§ TASK DETAILS: Copy out each line of the entries that contains the word "black".
╭─ RECORD LIST
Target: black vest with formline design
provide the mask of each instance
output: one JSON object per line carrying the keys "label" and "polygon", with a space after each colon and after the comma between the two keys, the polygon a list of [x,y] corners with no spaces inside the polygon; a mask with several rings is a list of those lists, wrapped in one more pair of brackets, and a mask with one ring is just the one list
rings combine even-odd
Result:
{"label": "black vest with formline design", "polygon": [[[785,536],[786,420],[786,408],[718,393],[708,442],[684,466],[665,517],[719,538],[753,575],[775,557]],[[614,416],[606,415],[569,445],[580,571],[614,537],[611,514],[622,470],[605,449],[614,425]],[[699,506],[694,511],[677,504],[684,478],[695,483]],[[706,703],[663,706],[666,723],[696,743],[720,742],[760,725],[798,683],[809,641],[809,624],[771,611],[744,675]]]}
╰─
╭─ RECORD LIST
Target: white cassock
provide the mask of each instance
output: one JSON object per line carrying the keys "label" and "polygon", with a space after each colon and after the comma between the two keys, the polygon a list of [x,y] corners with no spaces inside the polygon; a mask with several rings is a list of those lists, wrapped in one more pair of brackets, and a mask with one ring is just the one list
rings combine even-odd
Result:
╰─
§ FULL OUTPUT:
Target: black vest with formline design
{"label": "black vest with formline design", "polygon": [[[785,536],[786,420],[786,408],[718,393],[708,442],[684,466],[665,517],[719,538],[753,575],[775,557]],[[614,416],[606,415],[569,445],[580,571],[614,537],[611,514],[622,470],[605,449],[614,425]],[[699,506],[694,511],[677,504],[684,478],[695,483]],[[706,703],[663,706],[666,723],[696,743],[720,742],[760,725],[798,683],[809,641],[809,624],[771,611],[744,675]]]}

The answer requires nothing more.